Task to complete: Update all of the rows below by replacing "with one marker" with "with a single point" and changing nothing else. Leave the pictures out of your version.

Record list:

□ □ □ □ □ □ □

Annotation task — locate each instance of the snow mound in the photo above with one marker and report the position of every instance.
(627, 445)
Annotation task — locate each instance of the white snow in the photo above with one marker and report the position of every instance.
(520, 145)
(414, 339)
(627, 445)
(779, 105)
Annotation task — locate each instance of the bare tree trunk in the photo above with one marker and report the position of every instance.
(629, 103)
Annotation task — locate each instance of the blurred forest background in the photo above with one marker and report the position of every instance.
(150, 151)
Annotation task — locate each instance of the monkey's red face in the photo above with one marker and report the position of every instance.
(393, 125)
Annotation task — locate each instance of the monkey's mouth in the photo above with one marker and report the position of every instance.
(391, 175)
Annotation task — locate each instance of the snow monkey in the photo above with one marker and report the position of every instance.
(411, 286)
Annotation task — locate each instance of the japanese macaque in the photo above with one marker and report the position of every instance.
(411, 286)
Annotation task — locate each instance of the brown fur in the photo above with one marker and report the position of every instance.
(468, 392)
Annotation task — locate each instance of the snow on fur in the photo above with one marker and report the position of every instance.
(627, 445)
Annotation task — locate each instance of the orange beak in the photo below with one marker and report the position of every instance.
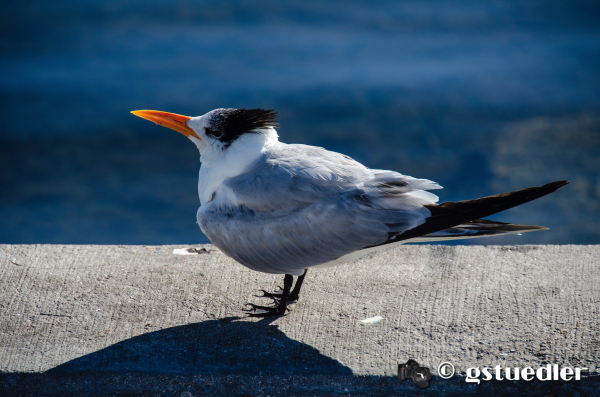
(173, 121)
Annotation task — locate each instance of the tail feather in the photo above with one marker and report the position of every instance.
(475, 229)
(447, 216)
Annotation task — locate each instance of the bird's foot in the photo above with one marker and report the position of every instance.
(265, 311)
(276, 296)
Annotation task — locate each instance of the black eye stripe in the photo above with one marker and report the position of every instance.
(212, 132)
(227, 125)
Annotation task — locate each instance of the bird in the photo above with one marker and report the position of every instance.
(284, 208)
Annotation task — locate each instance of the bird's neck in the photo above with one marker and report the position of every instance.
(218, 165)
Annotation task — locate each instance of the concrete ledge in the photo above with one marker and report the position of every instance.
(111, 320)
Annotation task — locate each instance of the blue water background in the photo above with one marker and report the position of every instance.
(482, 97)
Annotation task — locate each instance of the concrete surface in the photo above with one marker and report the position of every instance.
(139, 320)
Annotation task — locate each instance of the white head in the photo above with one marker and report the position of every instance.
(218, 131)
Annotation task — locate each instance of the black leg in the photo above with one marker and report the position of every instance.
(296, 291)
(280, 299)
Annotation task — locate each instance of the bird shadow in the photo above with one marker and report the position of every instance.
(210, 347)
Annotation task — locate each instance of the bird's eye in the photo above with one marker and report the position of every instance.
(211, 132)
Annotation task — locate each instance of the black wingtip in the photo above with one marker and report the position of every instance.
(557, 184)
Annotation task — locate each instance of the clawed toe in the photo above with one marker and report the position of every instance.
(265, 311)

□ □ □ □ □ □ □

The completed task:
Annotation task — locate each instance of the snow mound in the photo above with a single point and report the position of every instance.
(627, 445)
Annotation task — locate each instance of the white snow in the photo above with a single point and report the position of every instance.
(520, 145)
(414, 339)
(627, 445)
(779, 105)
Annotation task — locate each instance of the bare tree trunk in the photo above with a single point and report the position of every instance.
(629, 103)
Annotation task — locate each instance of the blurred forest background in the photo above with a single point and report the position of every instance.
(150, 151)
Annotation task — locate each instance of the monkey's red face in the photo above with a single point and report the position of every instance.
(393, 125)
Annotation task — locate each instance of the monkey's mouth in the photo above with a single point and report the position of every instance.
(391, 175)
Annotation task — locate each instance of the snow monkey in the photo above with a single point and report the position of every instance.
(411, 286)
Annotation task — locate each instance of the japanese macaque in the photo above with a single point and report the position of every instance.
(411, 286)
Annotation task — locate each instance of the brown fur in the photo above with a single point and report the position of every instance.
(468, 392)
Annotation task — locate each instance of the snow on fur in the photo above with a single point and report the position of every instance.
(627, 445)
Annotation task — locate each instance of the orange beak in the photo below with a single point and report the position of every instance.
(173, 121)
Annotation task — locate each instance of the tail feather in the photo above with a single point and report the position of every instance.
(475, 229)
(447, 216)
Annotation task — locate each instance of the bird's foot in the photo above with a single point and report the position of every instance.
(265, 311)
(276, 296)
Annotation task — locate each instance of the black eye stripe in the photo above with a single point and report the position of every instance.
(212, 132)
(227, 125)
Annotation task — locate each instance of the bird in the photo above with a single point and report the position of every instance.
(284, 208)
Annotation task — locate each instance of the bird's neck in the photo above with a single point and report the position of every instance.
(218, 165)
Annotation task — locate each instance of the concrete ledge in the photo above with a single point and report the position of every instance.
(111, 320)
Annotation task — locate each instance of the blue water background in the photo above with a single point and report the position of every instance.
(482, 97)
Annotation task — locate each instance of the concrete surface in the photo above with a single point and report the position of every instance.
(139, 320)
Annotation task — locate each instance of the white head in the photo above with a single point and report the position of every instance.
(218, 131)
Annotation task — locate each instance of the black leg in the photo above with a single point and report the position of every instance.
(296, 291)
(280, 299)
Annotation task — locate each instance of the bird shadow in the photo above with a single point and report the position of every instance.
(210, 347)
Annotation task — locate each instance of the bird's eye in the photo above with a single point and report the position of every instance.
(211, 132)
Annotation task — locate each instance of the black wingtip in the photo above with a single point and report the position of every instance.
(557, 184)
Annotation task — locate each instance of the clawed toe in the photo above with a single point and report the position of every instance.
(265, 311)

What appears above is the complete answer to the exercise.